On 2/14/2019 5:14 AM, Duy Nguyen wrote:
> On Thu, Feb 14, 2019 at 5:02 PM Ævar Arnfjörð Bjarmason
> <avarab@gmail.com> wrote:
>>> Take a look at stat data, st_dev, st_uid, st_gid and st_mode are the
>>> same most of the time. ctime should often be the same (or differs just
>>> slightly). And sometimes mtime is the same as well. st_ino is also
>>> always zero on Windows. We're storing a lot of duplicate values.
>>>
>>> Index v5 handles this
>>
>> This looks really promising.
> 
> I was going to reply to Junio. But it turns out I underestimated
> "varint" encoding overhead and it increases read time too much. I
> might get back and try some optimization when I'm bored, but until
> then this is yet another failed experiment.
> 
>>> As a result of this, v5 reduces file size from 30% (git.git) to
>>> 36% (webkit.git) compared to v4. Comparing to v2, webkit.git index file
>>> size is reduced by 63%! A 8.4MB index file is _almost_ acceptable.
>>>

Just for kicks, I tried this out on a couple of repos I have handy.

files	version	index size	%savings
200k	2	25,033,758	0.00%
	3	25,033,758	0.00%
	4	15,269,923	39.00%
	5	9,759,844	61.01%
			
3m	2	446,123,848	0.00%
	3	446,123,848	0.00%
	4	249,631,640	44.04%
	5	82,147,981	81.59%

The 81% savings is very impressive.  I didn't measure performance but 
not writing out an extra 167MB to disk has to help.

I'm definitely also interested in your 'sparse index' format ideas as in 
our 3M repos, there are typically only a few thousand that don't have 
the skip-worktree bit set.  I'm not sure if that is the same 'sparse' 
you had in mind but it would sure be nice!

**CHALLENGE A**
Transcribe the mailing-list thread from "On 2/14/2019 5:14" up to and including "looks really promising.".
**CHALLENGE B**
Shift every coordinate up by 23 in the entries from the line with "Could you point out the short" through the end of the entries, and write out every line of that span.
The entries that follow the mailing-list thread have no connection to it.

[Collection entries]
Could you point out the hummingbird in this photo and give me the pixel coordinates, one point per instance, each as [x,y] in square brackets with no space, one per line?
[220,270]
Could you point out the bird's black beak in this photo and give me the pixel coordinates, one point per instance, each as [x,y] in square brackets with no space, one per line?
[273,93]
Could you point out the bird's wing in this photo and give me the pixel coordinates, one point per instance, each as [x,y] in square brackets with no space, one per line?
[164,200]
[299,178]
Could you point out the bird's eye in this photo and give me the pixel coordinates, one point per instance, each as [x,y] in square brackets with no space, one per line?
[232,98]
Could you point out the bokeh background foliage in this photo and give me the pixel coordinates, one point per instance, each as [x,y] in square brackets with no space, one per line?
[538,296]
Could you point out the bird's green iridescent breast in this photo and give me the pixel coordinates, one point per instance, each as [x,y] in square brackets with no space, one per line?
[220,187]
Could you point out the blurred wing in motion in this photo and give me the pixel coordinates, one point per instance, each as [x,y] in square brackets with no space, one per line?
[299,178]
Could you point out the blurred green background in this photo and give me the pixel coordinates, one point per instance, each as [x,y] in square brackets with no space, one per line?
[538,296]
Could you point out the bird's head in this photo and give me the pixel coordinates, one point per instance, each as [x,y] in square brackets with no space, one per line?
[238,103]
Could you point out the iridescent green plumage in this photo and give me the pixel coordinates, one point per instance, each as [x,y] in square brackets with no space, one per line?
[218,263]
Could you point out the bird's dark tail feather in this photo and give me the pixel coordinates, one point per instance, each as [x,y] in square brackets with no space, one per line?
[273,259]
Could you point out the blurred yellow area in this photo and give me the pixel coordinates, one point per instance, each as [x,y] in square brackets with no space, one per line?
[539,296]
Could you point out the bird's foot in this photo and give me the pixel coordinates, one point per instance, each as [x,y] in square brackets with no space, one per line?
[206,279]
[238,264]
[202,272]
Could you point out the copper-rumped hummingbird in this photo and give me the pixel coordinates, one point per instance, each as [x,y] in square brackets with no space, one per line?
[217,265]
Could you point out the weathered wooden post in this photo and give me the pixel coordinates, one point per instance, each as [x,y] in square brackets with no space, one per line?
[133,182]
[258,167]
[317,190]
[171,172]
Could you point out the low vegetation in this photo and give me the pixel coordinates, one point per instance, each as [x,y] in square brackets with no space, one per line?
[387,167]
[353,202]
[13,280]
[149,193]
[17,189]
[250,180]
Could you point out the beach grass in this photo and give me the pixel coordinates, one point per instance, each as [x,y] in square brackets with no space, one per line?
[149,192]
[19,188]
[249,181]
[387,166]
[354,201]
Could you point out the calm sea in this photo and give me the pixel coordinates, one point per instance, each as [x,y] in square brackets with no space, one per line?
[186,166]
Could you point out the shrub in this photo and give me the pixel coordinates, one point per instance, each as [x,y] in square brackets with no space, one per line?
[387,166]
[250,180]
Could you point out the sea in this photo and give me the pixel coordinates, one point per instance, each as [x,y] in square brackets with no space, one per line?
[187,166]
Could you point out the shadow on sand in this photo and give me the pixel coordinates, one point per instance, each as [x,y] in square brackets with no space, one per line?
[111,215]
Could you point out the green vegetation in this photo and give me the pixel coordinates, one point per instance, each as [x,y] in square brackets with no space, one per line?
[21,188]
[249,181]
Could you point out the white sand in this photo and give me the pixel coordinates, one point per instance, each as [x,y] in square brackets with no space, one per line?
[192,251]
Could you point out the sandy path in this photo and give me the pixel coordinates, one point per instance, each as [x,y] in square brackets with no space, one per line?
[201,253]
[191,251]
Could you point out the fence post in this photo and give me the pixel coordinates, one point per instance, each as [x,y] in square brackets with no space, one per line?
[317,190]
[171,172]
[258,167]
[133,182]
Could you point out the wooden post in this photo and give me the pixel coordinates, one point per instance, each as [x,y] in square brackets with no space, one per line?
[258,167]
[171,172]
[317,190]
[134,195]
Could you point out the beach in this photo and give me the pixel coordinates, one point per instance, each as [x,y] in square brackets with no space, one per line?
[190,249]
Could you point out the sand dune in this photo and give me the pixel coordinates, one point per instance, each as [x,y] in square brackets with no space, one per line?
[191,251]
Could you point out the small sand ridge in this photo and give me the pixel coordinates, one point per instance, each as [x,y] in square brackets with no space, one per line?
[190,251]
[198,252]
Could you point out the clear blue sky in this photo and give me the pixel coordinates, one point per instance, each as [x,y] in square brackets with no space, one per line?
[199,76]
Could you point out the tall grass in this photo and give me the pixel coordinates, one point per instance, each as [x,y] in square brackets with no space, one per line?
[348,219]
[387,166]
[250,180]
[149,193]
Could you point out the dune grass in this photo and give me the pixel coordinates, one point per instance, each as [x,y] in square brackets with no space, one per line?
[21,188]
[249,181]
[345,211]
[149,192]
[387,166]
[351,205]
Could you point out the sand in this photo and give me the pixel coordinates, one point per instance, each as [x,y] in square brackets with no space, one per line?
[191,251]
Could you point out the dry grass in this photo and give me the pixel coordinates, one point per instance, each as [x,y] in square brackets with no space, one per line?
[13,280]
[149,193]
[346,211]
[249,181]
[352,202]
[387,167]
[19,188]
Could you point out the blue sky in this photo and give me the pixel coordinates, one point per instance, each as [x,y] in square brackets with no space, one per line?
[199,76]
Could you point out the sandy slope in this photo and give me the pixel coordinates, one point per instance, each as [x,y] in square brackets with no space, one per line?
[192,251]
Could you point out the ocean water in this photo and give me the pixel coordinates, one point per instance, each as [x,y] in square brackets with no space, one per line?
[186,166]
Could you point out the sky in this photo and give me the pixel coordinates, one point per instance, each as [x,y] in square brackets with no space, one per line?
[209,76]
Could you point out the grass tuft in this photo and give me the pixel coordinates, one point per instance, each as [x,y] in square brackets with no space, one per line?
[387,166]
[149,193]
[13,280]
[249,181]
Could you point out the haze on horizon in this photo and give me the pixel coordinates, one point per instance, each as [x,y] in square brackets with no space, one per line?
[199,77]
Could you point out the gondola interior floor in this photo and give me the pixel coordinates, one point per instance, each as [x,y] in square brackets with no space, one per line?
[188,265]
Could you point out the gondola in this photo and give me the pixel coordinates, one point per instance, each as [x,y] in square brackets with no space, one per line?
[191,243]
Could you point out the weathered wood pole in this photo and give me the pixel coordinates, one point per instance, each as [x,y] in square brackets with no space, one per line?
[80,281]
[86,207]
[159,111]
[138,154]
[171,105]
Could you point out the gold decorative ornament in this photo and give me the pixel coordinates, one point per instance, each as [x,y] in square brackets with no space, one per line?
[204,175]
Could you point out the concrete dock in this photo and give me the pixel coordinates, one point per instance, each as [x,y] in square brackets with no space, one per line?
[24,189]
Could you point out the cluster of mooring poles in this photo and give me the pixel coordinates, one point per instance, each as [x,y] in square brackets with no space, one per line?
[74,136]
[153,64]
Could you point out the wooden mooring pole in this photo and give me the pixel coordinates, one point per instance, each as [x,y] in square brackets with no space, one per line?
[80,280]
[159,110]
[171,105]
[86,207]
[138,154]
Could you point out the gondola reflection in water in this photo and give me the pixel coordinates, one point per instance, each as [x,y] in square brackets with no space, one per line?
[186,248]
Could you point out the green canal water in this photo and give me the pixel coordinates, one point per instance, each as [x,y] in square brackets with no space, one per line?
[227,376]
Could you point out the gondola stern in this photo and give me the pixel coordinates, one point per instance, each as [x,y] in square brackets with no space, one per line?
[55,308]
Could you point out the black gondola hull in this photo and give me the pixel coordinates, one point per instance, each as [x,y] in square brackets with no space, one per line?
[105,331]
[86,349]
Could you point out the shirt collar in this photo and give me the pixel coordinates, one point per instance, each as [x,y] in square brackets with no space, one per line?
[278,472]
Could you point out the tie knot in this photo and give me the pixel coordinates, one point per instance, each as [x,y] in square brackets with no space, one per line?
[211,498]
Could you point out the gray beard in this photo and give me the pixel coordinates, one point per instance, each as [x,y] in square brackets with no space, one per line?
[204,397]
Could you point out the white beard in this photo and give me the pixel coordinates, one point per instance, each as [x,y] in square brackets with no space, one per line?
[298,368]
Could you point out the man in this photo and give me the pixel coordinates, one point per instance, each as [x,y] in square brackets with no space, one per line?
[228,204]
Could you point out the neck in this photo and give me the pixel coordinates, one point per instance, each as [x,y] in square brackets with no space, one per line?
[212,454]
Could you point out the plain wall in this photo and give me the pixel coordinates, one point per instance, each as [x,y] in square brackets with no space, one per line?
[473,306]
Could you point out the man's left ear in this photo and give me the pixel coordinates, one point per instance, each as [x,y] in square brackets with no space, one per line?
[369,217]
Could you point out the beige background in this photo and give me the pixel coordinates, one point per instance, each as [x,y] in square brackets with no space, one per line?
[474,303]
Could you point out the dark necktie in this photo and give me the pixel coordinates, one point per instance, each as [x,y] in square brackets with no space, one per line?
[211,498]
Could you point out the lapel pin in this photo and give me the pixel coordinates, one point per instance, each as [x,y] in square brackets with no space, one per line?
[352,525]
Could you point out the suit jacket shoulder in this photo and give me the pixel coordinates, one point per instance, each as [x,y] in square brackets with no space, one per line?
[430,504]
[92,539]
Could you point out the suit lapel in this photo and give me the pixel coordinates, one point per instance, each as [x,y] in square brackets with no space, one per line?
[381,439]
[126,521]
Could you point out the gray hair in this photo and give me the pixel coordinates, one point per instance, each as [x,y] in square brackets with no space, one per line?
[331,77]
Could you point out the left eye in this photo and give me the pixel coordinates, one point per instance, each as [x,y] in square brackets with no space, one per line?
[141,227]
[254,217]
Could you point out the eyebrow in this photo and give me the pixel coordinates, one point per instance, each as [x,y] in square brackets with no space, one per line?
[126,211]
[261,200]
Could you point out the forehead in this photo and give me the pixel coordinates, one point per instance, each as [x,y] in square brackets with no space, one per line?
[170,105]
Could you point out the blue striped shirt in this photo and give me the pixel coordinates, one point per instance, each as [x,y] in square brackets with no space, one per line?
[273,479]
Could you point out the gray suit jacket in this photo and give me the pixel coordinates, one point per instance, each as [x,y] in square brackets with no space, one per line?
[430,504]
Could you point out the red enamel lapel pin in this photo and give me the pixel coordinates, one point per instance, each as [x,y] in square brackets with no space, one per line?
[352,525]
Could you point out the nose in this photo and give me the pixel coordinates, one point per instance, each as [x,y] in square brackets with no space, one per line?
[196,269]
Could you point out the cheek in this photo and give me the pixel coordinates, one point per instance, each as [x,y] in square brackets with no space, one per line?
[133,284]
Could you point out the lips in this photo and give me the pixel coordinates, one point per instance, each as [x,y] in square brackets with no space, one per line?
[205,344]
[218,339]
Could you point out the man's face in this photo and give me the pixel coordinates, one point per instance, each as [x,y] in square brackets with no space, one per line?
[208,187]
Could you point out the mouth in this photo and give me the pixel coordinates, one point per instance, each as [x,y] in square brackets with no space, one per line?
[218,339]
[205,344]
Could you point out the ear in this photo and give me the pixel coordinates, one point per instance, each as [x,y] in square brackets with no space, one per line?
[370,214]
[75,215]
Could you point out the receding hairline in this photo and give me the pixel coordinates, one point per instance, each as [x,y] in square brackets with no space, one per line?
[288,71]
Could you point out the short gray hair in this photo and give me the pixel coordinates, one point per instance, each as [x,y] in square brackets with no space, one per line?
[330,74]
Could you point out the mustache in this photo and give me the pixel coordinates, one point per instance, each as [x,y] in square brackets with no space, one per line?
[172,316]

**TASK ANSWER A**
On 2/14/2019 5:14 AM, Duy Nguyen wrote:
> On Thu, Feb 14, 2019 at 5:02 PM Ævar Arnfjörð Bjarmason
> <avarab@gmail.com> wrote:
>>> Take a look at stat data, st_dev, st_uid, st_gid and st_mode are the
>>> same most of the time. ctime should often be the same (or differs just
>>> slightly). And sometimes mtime is the same as well. st_ino is also
>>> always zero on Windows. We're storing a lot of duplicate values.
>>>
>>> Index v5 handles this
>>
>> This looks really promising.

**TASK ANSWER B**
Could you point out the short gray hair in this photo and give me the pixel coordinates, one point per instance, each as [x,y] in square brackets with no space, one per line?
[353,97]
Could you point out the mustache in this photo and give me the pixel coordinates, one point per instance, each as [x,y] in square brackets with no space, one per line?
[195,339]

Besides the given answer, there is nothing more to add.